** Material for this task follows **
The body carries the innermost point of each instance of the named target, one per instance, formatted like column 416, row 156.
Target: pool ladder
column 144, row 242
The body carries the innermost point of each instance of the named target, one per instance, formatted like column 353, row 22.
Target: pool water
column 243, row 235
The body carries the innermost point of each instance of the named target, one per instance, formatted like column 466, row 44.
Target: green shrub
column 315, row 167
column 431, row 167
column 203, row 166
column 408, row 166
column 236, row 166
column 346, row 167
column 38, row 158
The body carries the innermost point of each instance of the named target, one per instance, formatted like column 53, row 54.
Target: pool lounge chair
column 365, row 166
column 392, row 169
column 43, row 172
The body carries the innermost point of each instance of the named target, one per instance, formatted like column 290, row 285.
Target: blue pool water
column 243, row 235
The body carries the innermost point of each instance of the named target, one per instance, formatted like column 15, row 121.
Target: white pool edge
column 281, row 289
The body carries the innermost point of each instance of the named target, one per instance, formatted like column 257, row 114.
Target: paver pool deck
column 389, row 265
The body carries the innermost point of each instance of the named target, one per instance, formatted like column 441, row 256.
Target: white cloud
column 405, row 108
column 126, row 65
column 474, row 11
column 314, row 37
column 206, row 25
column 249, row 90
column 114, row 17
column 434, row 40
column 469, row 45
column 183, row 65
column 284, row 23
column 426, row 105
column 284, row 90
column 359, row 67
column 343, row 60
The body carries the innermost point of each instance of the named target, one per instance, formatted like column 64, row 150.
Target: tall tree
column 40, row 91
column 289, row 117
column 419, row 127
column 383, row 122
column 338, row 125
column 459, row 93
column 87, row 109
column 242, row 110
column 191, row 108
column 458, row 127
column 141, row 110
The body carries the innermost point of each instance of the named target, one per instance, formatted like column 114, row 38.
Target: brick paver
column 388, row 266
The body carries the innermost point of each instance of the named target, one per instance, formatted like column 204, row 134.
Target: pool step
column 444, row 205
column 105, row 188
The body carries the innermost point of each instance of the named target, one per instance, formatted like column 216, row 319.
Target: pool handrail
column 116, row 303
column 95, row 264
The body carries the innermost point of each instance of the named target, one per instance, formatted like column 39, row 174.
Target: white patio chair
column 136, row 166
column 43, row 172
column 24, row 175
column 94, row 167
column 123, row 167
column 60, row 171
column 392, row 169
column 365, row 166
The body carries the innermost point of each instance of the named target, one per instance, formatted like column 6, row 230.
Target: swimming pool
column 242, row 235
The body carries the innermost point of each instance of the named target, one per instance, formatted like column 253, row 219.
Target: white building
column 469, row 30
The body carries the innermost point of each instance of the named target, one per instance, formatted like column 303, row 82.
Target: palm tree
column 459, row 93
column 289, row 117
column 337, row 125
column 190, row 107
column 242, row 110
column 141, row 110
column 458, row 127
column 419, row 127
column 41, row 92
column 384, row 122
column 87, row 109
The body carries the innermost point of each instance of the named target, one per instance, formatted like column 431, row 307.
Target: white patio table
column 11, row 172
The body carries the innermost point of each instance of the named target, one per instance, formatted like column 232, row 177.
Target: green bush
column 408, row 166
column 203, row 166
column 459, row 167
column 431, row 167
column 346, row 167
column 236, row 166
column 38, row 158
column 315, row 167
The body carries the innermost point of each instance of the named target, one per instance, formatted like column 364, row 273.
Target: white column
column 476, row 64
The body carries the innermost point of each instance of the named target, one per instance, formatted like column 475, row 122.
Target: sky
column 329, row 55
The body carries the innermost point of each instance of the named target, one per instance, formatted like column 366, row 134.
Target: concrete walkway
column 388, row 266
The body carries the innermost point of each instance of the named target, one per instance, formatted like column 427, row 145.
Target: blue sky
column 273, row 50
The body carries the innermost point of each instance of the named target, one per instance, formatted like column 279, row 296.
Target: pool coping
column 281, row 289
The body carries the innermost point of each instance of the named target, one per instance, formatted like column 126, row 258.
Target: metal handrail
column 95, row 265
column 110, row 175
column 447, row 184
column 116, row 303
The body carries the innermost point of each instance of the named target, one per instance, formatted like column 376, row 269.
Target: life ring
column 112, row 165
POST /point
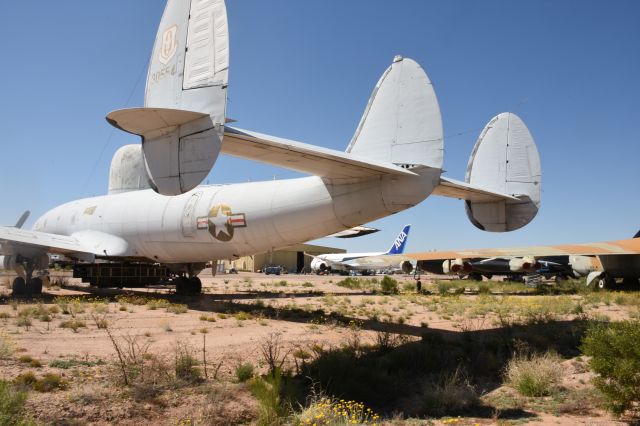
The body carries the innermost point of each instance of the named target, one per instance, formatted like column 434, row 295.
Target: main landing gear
column 186, row 286
column 21, row 286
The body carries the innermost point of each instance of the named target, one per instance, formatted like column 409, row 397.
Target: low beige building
column 292, row 258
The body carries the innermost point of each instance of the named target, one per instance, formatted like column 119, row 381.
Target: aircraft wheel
column 195, row 285
column 19, row 286
column 605, row 282
column 34, row 286
column 630, row 284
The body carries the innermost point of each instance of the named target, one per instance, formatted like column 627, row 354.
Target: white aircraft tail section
column 402, row 122
column 504, row 160
column 182, row 123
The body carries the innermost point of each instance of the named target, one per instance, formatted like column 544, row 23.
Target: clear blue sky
column 305, row 69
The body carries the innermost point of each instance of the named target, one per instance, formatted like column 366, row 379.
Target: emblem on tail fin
column 400, row 241
column 169, row 44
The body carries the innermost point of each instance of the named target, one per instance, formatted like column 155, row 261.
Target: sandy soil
column 230, row 338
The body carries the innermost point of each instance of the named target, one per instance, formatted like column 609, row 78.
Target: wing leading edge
column 303, row 157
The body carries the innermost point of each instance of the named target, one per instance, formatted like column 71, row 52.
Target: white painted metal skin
column 275, row 213
column 393, row 162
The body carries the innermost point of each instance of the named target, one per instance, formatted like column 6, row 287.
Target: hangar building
column 292, row 258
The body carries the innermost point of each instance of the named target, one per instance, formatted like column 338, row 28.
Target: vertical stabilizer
column 401, row 240
column 189, row 65
column 505, row 160
column 402, row 122
column 182, row 123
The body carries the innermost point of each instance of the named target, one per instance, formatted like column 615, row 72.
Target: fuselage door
column 189, row 215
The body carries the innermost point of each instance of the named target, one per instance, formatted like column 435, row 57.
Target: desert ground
column 303, row 349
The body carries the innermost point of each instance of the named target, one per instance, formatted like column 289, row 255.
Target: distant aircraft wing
column 14, row 241
column 464, row 191
column 377, row 262
column 303, row 157
column 620, row 247
column 357, row 231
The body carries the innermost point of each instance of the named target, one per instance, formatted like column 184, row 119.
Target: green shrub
column 389, row 285
column 244, row 371
column 350, row 282
column 11, row 406
column 539, row 375
column 186, row 365
column 616, row 359
column 444, row 287
column 50, row 382
column 73, row 324
column 273, row 406
column 25, row 380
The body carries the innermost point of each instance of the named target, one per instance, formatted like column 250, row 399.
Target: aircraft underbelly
column 225, row 221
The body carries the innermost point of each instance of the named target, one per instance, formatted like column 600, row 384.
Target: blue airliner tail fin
column 401, row 240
** End of Material for this task **
What you have to do> Return the material exactly as written, except for any pictures it holds.

Solution to this exercise>
The body carries the innermost point of each instance of the named target, one per instance, formatted like column 416, row 156.
Target: pool ladder
column 144, row 242
The body carries the innermost point of each instance of the named target, one per instance, formatted like column 353, row 22.
Target: pool water
column 243, row 235
The body carries the innermost point of each instance of the named target, one per instance, formatted like column 466, row 44.
Target: green shrub
column 315, row 167
column 431, row 167
column 203, row 166
column 408, row 166
column 236, row 166
column 346, row 167
column 38, row 158
The body carries the innermost point of each instance of the named target, one per instance, formatted like column 53, row 54.
Target: pool lounge chair
column 365, row 166
column 392, row 169
column 43, row 172
The body carries the innermost point of each instance of the named target, one per instance, formatted like column 290, row 285.
Target: blue pool water
column 243, row 235
The body carries the innermost point of each instance of the named target, one per instance, formatted like column 15, row 121.
Target: white pool edge
column 281, row 289
The body carries the innermost point of each instance of the named target, one per instance, formatted like column 257, row 114.
Target: paver pool deck
column 389, row 265
The body carries the innermost point of each instance of the named target, one per instance, formatted like column 441, row 256.
Target: white cloud
column 405, row 108
column 126, row 65
column 474, row 11
column 314, row 37
column 206, row 25
column 249, row 90
column 114, row 17
column 434, row 40
column 469, row 45
column 183, row 65
column 284, row 23
column 426, row 105
column 284, row 90
column 359, row 67
column 343, row 60
The body carries the innermost point of each instance of the named target, one per instance, formatted like column 64, row 150.
Target: tall tree
column 40, row 91
column 289, row 117
column 419, row 127
column 383, row 122
column 338, row 125
column 459, row 93
column 87, row 109
column 242, row 110
column 191, row 108
column 458, row 127
column 141, row 110
The body carries the innermost point of each instance of the named target, one per instance, formatted like column 114, row 38.
Target: brick paver
column 388, row 266
The body carries the innermost point of each instance of the named target, one per instance, formatted like column 204, row 134.
Target: pool step
column 444, row 205
column 105, row 188
The body carries the innermost point of each instance of the named target, one per instance, formatted like column 216, row 319.
Target: pool handrail
column 116, row 303
column 95, row 264
The body carries the innermost point of each instance of the named target, one per instance, formatted like column 39, row 174.
Target: white patio chair
column 136, row 166
column 43, row 172
column 24, row 175
column 94, row 167
column 123, row 167
column 60, row 171
column 392, row 169
column 365, row 166
The body carries the innermost point of each instance of the named target, one per instance, formatted like column 6, row 230.
Target: swimming pool
column 242, row 235
The body carries the innermost point of each instance of the named target, one per instance, formatted like column 253, row 219.
Target: white building
column 469, row 30
The body carries the innermost point of each instance of the named target, one per instance, formatted like column 303, row 82.
Target: palm tree
column 459, row 93
column 289, row 117
column 337, row 125
column 190, row 107
column 242, row 110
column 141, row 110
column 458, row 127
column 419, row 127
column 41, row 92
column 384, row 122
column 87, row 109
The body carries the innermost point of each instance of the named target, one per instance, formatted like column 431, row 307.
Target: white patio table
column 11, row 172
The body carries the innermost point of each instance of the named target, one per instance, formatted like column 232, row 177.
Target: green bush
column 408, row 166
column 203, row 166
column 459, row 167
column 431, row 167
column 346, row 167
column 236, row 166
column 38, row 158
column 315, row 167
The body carries the innermost point of each instance of the named target, one per instance, formatted like column 364, row 273.
Target: white column
column 476, row 64
The body carries the innermost point of each instance of the named target, one per instance, formatted like column 475, row 122.
Target: sky
column 329, row 55
The body carries the innermost point of each instance of the named target, one per instance, formatted like column 366, row 134.
Target: concrete walkway
column 388, row 266
The body carries the innermost point of each instance of the named target, one per instance, formatted like column 427, row 145.
Target: blue sky
column 273, row 50
The body carries the innermost point of each instance of the named target, one per instance, formatted like column 279, row 296.
Target: pool coping
column 281, row 289
The body carries the innermost point of each instance of the named target, one per instance, formatted like column 126, row 258.
Target: metal handrail
column 95, row 265
column 110, row 175
column 447, row 184
column 116, row 303
The body carries the innermost point of each instance of the named target, one per instance, formatted like column 376, row 269.
Target: life ring
column 112, row 165
POST /point
The body carries the innermost point of each instance of the named target, one per instance, formatted like column 434, row 295.
Target: main landing gear
column 186, row 286
column 21, row 286
The body carries the innermost point of each instance of the named target, one per instance, formatted like column 409, row 397.
Target: low beige building
column 292, row 258
The body carries the innermost point of each instance of the named target, one per instance, formatted like column 119, row 381.
Target: aircraft wheel
column 195, row 285
column 19, row 286
column 605, row 282
column 34, row 286
column 630, row 284
The body carries the innermost point of each instance of the named target, one per instance, formatted like column 627, row 354.
Target: white aircraft tail section
column 402, row 122
column 504, row 160
column 182, row 123
The body carries the innermost point of each instance of the named target, one per instance, formatted like column 544, row 23.
Target: clear blue sky
column 305, row 69
The body carries the innermost point of each instance of the named target, one per instance, formatted like column 366, row 379.
Target: emblem on tail fin
column 400, row 241
column 169, row 44
The body carries the innermost point of each instance of the named target, one per instance, formatted like column 155, row 261.
Target: sandy soil
column 230, row 338
The body carries the innermost point of each instance of the named target, one per instance, formatted like column 609, row 78.
Target: wing leading edge
column 303, row 157
The body carries the innermost point of each instance of the named target, one per instance, formatted like column 71, row 52.
Target: white painted metal skin
column 275, row 213
column 393, row 162
The body carries the innermost point of each instance of the named target, one per instance, formatted like column 6, row 287.
Target: hangar building
column 292, row 258
The body carries the innermost point of each instance of the named target, one per instance, formatted like column 338, row 28.
Target: vertical stabilizer
column 401, row 240
column 189, row 65
column 505, row 160
column 402, row 122
column 182, row 123
The body carries the innermost point of each instance of the named target, one per instance, formatted like column 615, row 72.
Target: fuselage door
column 189, row 215
The body carries the innermost point of each instance of the named target, one per instance, formatted like column 435, row 57.
Target: desert ground
column 303, row 349
The body carries the innermost point of each instance of the named target, one per instance, formatted like column 289, row 255.
Target: distant aircraft wing
column 14, row 241
column 464, row 191
column 377, row 262
column 303, row 157
column 620, row 247
column 357, row 231
The body carries the innermost point of each instance of the named target, one per instance, formatted like column 184, row 119.
Target: green shrub
column 389, row 285
column 244, row 371
column 350, row 282
column 11, row 406
column 539, row 375
column 186, row 365
column 616, row 359
column 444, row 287
column 50, row 382
column 73, row 324
column 273, row 406
column 25, row 380
The body carries the innermost point of each instance of the named target, one per instance, formatted like column 250, row 399.
Target: aircraft underbelly
column 225, row 221
The body carries the innermost point of each instance of the named target, one per instance, formatted like column 600, row 384.
Target: blue airliner tail fin
column 401, row 240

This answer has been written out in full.